START DATA

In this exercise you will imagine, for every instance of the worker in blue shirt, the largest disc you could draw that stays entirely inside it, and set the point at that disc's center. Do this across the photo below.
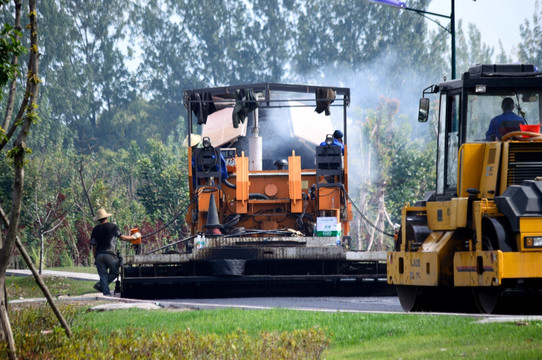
(506, 122)
(337, 140)
(196, 142)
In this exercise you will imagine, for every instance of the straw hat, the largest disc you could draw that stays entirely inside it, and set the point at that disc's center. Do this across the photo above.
(194, 140)
(101, 214)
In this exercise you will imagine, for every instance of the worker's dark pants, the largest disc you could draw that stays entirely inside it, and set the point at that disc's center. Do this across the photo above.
(105, 262)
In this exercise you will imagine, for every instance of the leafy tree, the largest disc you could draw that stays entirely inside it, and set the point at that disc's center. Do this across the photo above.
(87, 62)
(163, 182)
(530, 49)
(471, 51)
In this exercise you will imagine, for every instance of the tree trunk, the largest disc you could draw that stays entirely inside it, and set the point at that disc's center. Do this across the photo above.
(42, 248)
(7, 333)
(17, 155)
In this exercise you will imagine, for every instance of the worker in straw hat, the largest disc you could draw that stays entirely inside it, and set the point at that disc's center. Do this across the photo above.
(103, 241)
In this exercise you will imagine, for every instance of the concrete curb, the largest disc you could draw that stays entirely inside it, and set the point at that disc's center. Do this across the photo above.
(66, 274)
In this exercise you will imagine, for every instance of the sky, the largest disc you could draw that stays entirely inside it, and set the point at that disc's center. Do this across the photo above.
(496, 19)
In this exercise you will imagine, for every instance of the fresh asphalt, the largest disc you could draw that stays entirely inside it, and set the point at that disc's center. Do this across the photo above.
(384, 304)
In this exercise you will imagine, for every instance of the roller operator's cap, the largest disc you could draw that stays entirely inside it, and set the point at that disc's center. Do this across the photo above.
(194, 140)
(101, 214)
(337, 134)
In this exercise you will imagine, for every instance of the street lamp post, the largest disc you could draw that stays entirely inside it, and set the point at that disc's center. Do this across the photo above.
(402, 5)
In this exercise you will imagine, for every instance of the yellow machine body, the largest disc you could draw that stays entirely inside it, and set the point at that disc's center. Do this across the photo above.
(481, 229)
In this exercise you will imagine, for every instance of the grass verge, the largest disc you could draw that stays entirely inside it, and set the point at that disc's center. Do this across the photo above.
(242, 334)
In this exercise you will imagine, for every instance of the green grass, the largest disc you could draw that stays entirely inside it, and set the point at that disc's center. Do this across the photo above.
(353, 336)
(80, 269)
(278, 332)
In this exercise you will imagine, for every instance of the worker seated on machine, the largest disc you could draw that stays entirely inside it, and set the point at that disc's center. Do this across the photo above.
(336, 140)
(506, 122)
(207, 162)
(329, 158)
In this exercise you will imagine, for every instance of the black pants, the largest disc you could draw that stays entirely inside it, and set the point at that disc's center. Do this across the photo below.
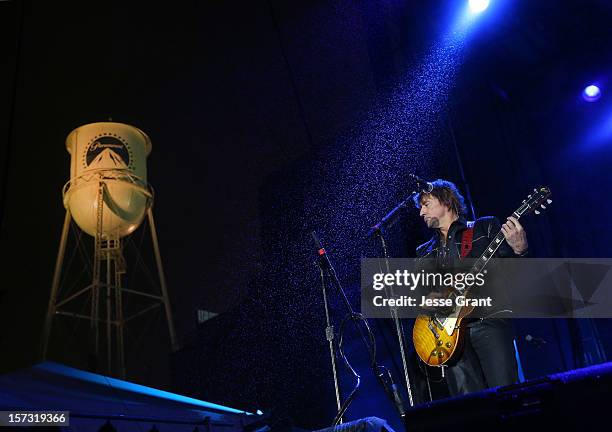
(488, 358)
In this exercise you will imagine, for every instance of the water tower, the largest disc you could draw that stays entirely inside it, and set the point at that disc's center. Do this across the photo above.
(108, 198)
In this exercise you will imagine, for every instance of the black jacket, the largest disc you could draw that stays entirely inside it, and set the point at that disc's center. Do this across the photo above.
(440, 258)
(485, 230)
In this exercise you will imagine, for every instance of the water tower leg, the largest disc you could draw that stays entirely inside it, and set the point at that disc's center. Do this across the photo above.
(109, 334)
(162, 280)
(55, 286)
(95, 284)
(120, 325)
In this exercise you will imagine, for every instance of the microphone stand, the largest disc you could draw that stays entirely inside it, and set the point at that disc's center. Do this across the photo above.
(325, 265)
(329, 333)
(377, 230)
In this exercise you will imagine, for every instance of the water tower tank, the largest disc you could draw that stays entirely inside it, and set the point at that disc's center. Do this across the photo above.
(115, 155)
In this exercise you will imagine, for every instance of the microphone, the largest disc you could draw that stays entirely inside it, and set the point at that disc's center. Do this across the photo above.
(535, 340)
(423, 186)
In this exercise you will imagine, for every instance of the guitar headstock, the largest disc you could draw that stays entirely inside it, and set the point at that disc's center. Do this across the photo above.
(535, 202)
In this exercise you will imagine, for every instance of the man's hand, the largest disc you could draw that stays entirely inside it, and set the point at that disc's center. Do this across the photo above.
(515, 235)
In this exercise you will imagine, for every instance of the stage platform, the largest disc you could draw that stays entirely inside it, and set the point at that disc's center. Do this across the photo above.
(94, 399)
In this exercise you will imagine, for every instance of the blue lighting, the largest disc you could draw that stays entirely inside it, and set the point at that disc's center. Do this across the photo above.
(591, 93)
(477, 6)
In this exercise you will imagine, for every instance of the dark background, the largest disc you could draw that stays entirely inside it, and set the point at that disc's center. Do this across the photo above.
(270, 119)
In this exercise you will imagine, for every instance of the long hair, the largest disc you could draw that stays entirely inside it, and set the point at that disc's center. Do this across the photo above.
(447, 193)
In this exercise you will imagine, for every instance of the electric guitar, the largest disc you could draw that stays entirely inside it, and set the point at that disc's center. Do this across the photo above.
(438, 338)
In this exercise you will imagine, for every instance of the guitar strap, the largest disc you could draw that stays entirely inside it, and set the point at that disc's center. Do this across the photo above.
(466, 240)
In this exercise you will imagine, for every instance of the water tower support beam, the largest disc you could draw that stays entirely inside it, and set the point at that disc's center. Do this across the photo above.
(55, 286)
(162, 281)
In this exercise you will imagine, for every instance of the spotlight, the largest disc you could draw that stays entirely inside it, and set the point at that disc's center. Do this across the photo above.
(591, 93)
(477, 6)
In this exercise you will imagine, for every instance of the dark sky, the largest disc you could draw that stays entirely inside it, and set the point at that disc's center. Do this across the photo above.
(269, 119)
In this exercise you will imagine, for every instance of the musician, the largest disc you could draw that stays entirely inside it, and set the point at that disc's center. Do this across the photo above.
(488, 358)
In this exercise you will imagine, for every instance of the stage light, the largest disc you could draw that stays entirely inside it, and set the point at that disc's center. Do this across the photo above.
(477, 6)
(591, 93)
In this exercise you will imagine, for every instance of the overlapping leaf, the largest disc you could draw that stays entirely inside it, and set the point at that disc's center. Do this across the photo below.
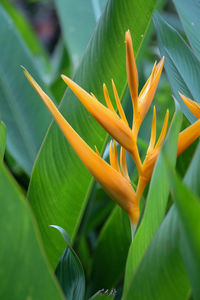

END DATA

(TASK REQUIREMENTS): Each line from the one containing "water tower support" through the last line of the entries above is to be extracted exactly. Pictures are not part of the copy.

(CORRECT OUTPUT):
In this exercise you will imagine, for every instance of the water tower support beam, the largest disc you could draw that stays entirely inside it, and set the point at that disc's center. Do this across the photo above.
(55, 286)
(162, 281)
In this exercise you will imagine, for every instance of the spotlight, the largest disc you could draw that stays entirely inside it, and set the point at that disc's center. Do this across the photo above.
(591, 93)
(477, 6)
In this exercise you will imagine, for every instance of the dark sky, the largest disc you could draw that stays entirely inside it, and set the point at that disc's center. Do this across the photo above.
(269, 119)
In this exercise you will imagine, for every instance of the musician, the largest disc you could draw that stays entirely inside it, and set the point at that disc's center. Do this across the photo above.
(488, 358)
In this exercise you will imagine, for every instance of the stage light, the largest disc you could draw that stays entirely inside it, and set the point at that disc's center. Do this across the photo above.
(477, 6)
(591, 93)
In this exercise you will imagine, for every instance of the overlapping leaf, the largest disc you could draw that stays entirely inside it, and set the point at that disc's center. Do this across the photo below.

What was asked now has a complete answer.